- [Passage given]
· · ·
Cpu binding considerations, Single tcp connection performance settings – Dell Emulex Family of Adapters User Manual
Page 661

Emulex Drivers for Windows User Manual
P010077-01A Rev. A
3. Configuration
NIC Driver Configuration
661
Some applications run slower with interrupt coalescing enabled, such as applications
that depend on the completion of the current network transfer before they post
additional work. If an application sends and receives one network message before
posting the next message, it is considered latency bound. For latency bound
applications, an interrupt is required to proceed to the next work item, so reducing the
number of interrupts directly reduces the network throughput. The Microsoft iSCSI
Initiator is generally considered a latency bound application unless the I/O sizes are
very large.
When tuning the system, you must balance the extra CPU usage caused by interrupts
with the potential decrease in total throughput for latency bound applications.
· · ·
- [Brief]
Please answer these questions about the manual page on interrupt coalescing:
1. When is an application considered latency bound?
2. Which Microsoft application is generally considered latency bound, and in what case is it not?
3. When tuning the system, what two things must be balanced?
The entries have no connection to the manual page on interrupt coalescing.
· · ·
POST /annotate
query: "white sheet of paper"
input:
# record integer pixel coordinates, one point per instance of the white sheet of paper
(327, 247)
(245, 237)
· · ·
- [Task output]
1. When it sends and receives one network message before posting the next message.
2. The Microsoft iSCSI Initiator, unless the I/O sizes are very large.
3. The extra CPU usage caused by interrupts and the potential decrease in total throughput for latency bound applications.